#### PROBLEM
Go through the records below and show every line with the string "mane".

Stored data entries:
_____

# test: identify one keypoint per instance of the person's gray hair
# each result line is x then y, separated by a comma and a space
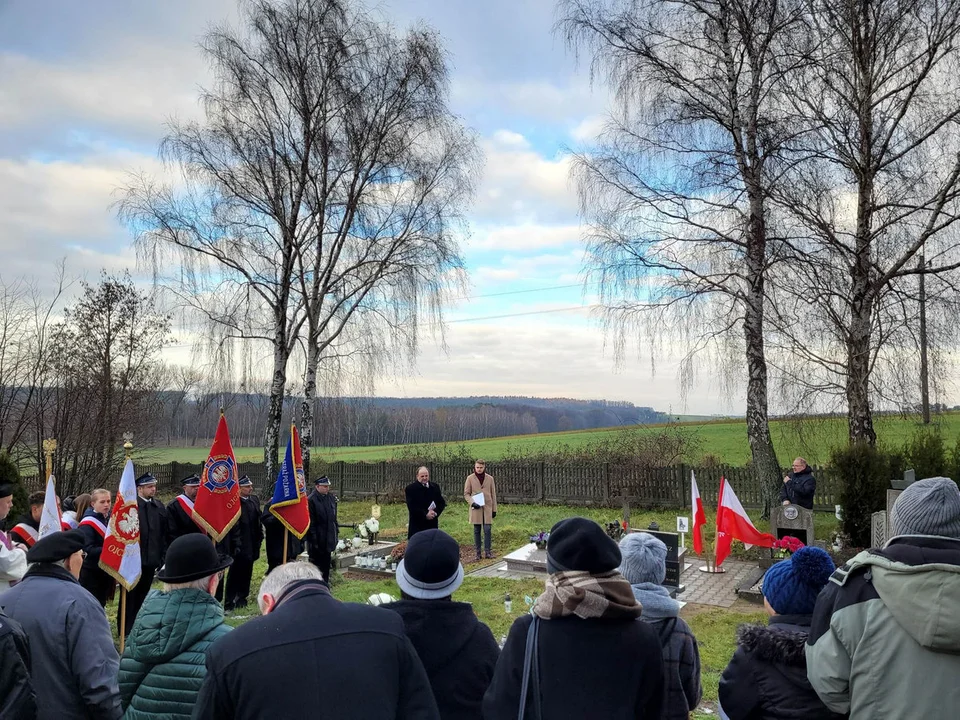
278, 580
200, 584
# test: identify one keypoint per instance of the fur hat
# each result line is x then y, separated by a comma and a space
581, 544
791, 586
928, 507
644, 559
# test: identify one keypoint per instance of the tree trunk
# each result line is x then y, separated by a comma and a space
271, 437
765, 466
309, 399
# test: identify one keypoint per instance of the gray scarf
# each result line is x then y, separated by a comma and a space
656, 601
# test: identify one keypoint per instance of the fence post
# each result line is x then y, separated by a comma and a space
606, 484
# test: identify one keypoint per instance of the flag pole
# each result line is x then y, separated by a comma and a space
128, 452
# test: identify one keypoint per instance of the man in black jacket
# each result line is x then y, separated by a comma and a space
799, 485
153, 545
17, 697
323, 532
457, 650
274, 531
252, 672
250, 538
424, 504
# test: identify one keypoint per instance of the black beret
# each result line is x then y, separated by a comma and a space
581, 544
56, 547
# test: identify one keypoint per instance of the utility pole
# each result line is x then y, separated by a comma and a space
924, 376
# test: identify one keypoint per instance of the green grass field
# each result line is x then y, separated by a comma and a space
722, 439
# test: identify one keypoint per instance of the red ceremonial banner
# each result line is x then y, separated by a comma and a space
217, 506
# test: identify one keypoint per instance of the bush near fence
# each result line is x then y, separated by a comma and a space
604, 484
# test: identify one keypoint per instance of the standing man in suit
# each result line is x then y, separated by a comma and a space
251, 536
481, 482
323, 532
153, 545
424, 504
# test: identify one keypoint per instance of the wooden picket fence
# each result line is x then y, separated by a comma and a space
603, 484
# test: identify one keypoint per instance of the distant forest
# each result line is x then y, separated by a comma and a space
184, 421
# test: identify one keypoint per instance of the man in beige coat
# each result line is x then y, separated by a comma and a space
481, 514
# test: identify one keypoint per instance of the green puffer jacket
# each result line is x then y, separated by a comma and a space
162, 667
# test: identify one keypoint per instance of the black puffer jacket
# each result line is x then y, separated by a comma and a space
767, 677
457, 650
17, 698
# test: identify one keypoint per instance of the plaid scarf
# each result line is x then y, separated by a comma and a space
607, 596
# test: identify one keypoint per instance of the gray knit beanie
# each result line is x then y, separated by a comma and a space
928, 507
644, 559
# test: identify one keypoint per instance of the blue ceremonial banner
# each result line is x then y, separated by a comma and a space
289, 503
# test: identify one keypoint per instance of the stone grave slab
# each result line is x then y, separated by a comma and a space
793, 521
528, 559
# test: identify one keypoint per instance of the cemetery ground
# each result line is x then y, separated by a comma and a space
715, 628
725, 440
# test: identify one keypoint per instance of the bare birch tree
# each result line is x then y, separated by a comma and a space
676, 190
326, 157
875, 182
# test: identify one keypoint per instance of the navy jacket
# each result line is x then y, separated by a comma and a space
315, 654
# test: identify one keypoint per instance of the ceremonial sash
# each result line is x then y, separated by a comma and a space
95, 524
187, 505
25, 534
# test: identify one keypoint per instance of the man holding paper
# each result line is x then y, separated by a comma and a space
424, 504
481, 494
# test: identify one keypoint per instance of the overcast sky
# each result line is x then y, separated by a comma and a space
85, 88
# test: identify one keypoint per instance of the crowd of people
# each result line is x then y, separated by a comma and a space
603, 640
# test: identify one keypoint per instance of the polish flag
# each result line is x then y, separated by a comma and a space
699, 517
50, 518
120, 557
734, 524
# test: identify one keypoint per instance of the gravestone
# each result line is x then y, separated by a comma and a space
675, 557
793, 521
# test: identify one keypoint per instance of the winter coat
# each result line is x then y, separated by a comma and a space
17, 697
153, 532
885, 632
799, 488
588, 669
316, 655
323, 532
273, 531
457, 650
419, 498
73, 658
162, 667
484, 515
681, 657
767, 676
13, 562
250, 533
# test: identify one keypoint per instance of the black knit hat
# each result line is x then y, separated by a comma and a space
191, 557
431, 567
581, 544
56, 546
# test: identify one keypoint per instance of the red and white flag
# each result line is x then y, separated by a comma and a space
50, 518
120, 557
734, 524
699, 517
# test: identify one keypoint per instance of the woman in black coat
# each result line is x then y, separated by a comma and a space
767, 676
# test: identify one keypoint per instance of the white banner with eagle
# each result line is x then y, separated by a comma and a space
121, 545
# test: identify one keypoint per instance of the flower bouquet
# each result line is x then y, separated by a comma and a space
786, 546
540, 540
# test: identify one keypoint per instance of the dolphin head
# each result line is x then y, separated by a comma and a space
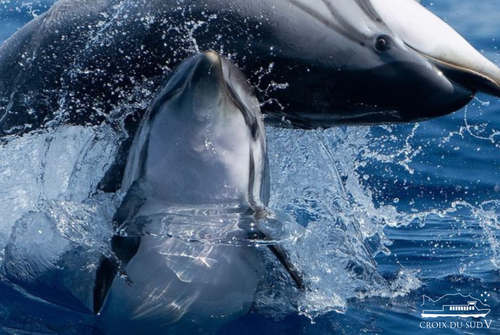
203, 139
200, 148
378, 61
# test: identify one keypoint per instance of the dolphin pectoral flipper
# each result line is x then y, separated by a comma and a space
259, 232
124, 248
292, 270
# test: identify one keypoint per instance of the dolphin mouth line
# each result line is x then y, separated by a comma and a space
488, 84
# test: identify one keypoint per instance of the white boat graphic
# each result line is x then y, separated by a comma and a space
463, 311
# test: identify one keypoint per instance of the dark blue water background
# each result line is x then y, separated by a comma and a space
440, 176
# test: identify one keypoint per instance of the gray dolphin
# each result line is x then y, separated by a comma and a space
200, 153
328, 62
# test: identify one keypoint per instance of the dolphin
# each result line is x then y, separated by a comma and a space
198, 158
316, 63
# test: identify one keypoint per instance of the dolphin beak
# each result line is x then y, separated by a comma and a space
441, 45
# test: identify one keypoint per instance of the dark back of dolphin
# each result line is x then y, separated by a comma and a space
86, 60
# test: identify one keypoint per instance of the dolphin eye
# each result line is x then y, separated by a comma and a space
383, 43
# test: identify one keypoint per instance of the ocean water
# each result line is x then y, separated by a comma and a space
391, 214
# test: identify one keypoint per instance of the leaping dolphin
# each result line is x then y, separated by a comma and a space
200, 150
317, 63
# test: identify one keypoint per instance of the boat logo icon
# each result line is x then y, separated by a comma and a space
454, 305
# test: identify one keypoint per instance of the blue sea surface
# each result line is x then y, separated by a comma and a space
393, 214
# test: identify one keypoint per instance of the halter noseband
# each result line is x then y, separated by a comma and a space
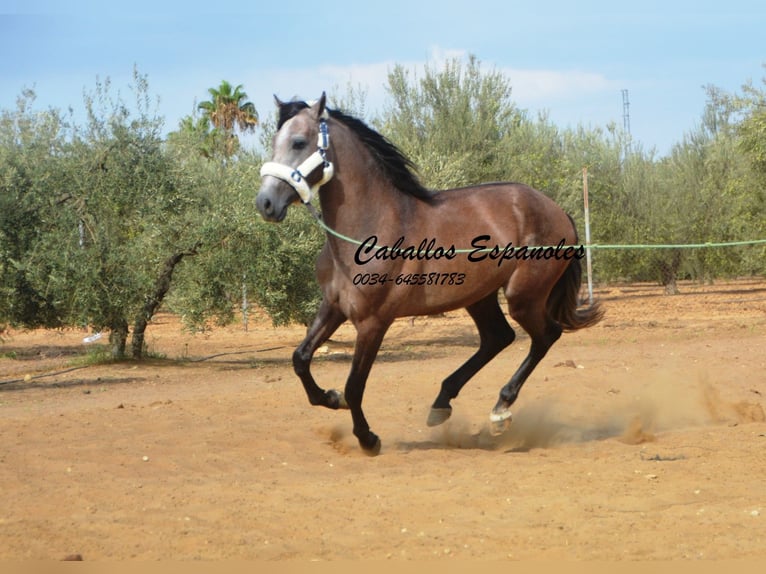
296, 177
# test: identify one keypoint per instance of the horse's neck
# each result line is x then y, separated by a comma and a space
358, 202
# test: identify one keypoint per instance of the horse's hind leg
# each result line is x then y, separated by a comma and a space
327, 321
543, 331
495, 335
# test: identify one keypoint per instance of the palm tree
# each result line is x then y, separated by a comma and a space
228, 110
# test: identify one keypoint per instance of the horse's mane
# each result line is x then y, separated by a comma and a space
396, 167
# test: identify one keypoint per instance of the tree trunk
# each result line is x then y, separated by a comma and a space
669, 273
154, 300
118, 338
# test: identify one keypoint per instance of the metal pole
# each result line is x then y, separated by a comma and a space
587, 234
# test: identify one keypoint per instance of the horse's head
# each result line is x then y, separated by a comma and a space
298, 168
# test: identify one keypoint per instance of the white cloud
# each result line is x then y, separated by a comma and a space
533, 89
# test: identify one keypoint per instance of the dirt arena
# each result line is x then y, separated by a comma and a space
642, 438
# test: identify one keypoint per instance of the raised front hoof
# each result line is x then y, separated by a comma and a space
499, 421
438, 416
370, 445
335, 399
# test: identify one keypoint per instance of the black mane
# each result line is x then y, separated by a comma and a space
396, 167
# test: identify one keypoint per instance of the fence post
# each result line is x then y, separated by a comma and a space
587, 234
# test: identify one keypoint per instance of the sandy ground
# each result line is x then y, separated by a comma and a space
642, 438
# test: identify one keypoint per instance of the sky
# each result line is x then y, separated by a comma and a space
571, 60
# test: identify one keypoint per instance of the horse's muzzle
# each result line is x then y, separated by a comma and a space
272, 202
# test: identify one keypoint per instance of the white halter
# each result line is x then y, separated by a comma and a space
297, 177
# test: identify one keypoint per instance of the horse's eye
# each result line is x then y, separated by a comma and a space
299, 144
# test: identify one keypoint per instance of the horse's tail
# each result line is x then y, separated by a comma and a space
564, 301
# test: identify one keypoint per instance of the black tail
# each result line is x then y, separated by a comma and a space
564, 301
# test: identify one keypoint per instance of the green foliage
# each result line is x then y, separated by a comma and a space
451, 122
91, 215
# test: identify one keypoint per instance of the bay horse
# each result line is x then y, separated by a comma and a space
397, 249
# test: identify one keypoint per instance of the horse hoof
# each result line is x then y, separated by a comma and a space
499, 422
438, 415
374, 448
336, 399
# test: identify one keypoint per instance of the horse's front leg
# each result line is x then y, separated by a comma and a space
369, 337
327, 321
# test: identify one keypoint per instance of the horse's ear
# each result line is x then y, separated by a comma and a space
320, 105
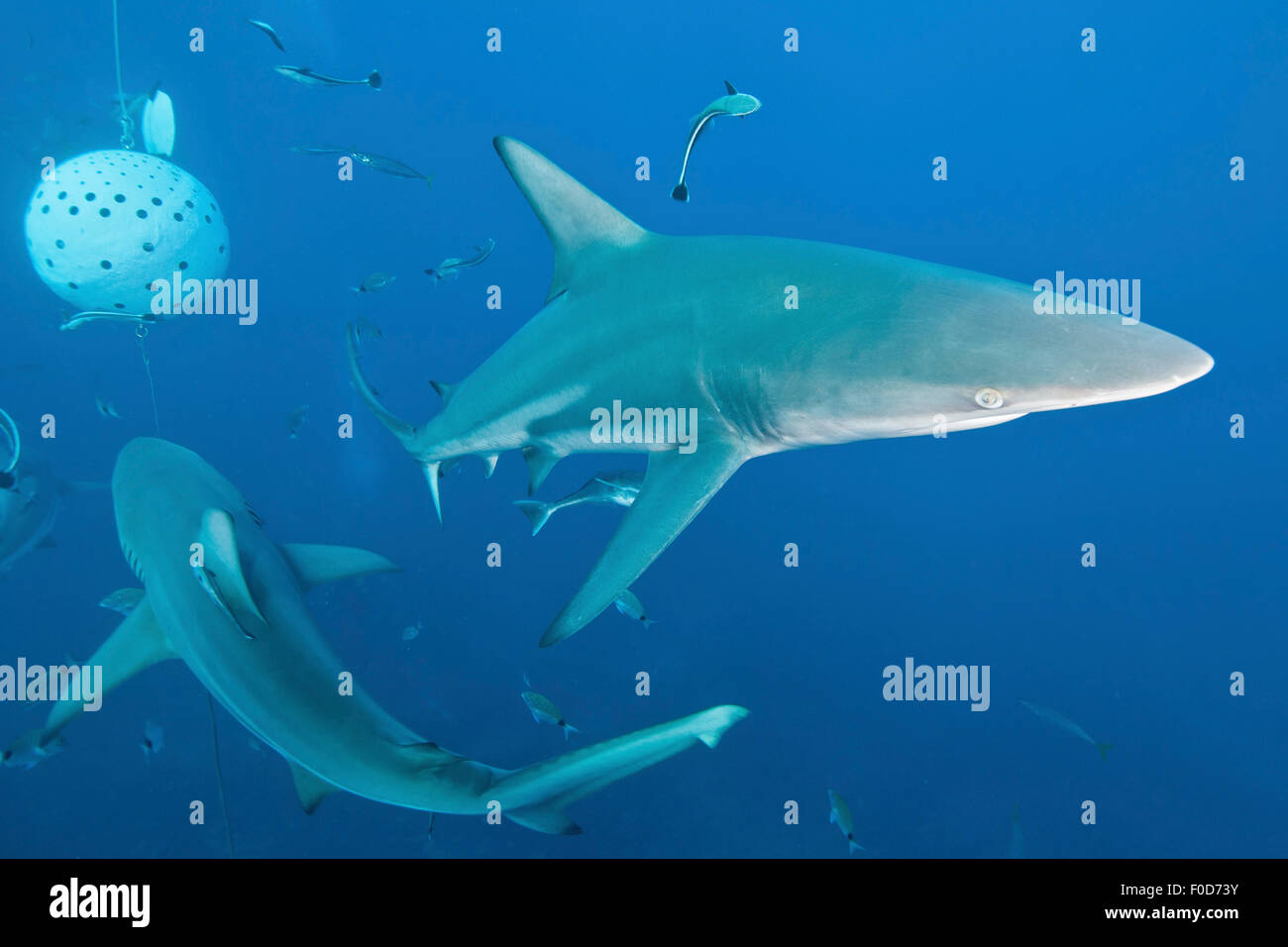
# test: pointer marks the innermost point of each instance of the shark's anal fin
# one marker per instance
(576, 219)
(310, 789)
(545, 818)
(320, 565)
(138, 643)
(675, 488)
(219, 541)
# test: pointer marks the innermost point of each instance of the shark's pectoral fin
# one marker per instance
(137, 644)
(545, 818)
(320, 565)
(310, 789)
(579, 222)
(675, 488)
(218, 538)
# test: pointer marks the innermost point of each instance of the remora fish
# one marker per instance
(840, 815)
(282, 685)
(880, 347)
(733, 103)
(268, 31)
(545, 711)
(307, 76)
(1057, 719)
(452, 265)
(374, 282)
(617, 487)
(123, 600)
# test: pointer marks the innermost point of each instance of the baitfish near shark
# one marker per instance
(696, 328)
(283, 684)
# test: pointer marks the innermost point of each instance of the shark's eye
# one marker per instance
(988, 397)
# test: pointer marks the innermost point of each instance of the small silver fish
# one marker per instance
(452, 265)
(210, 585)
(107, 408)
(1057, 719)
(840, 814)
(734, 103)
(374, 283)
(305, 76)
(296, 420)
(629, 604)
(545, 711)
(123, 600)
(29, 750)
(154, 738)
(268, 31)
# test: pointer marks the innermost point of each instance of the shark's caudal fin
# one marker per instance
(675, 489)
(535, 796)
(580, 223)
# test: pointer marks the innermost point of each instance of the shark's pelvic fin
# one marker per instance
(137, 644)
(675, 489)
(545, 818)
(320, 565)
(541, 460)
(310, 789)
(219, 540)
(579, 222)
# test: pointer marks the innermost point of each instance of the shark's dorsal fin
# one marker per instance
(309, 788)
(579, 222)
(219, 541)
(320, 565)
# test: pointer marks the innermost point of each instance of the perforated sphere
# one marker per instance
(114, 222)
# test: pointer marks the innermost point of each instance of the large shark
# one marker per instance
(769, 346)
(230, 602)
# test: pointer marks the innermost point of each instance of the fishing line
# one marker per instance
(127, 123)
(141, 333)
(219, 775)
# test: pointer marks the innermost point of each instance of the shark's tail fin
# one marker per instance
(537, 513)
(535, 796)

_____

#### ANSWER AREA
# test: identify one keypoint per instance of the horse's mane
# test: identify one keypoint per instance of the black mane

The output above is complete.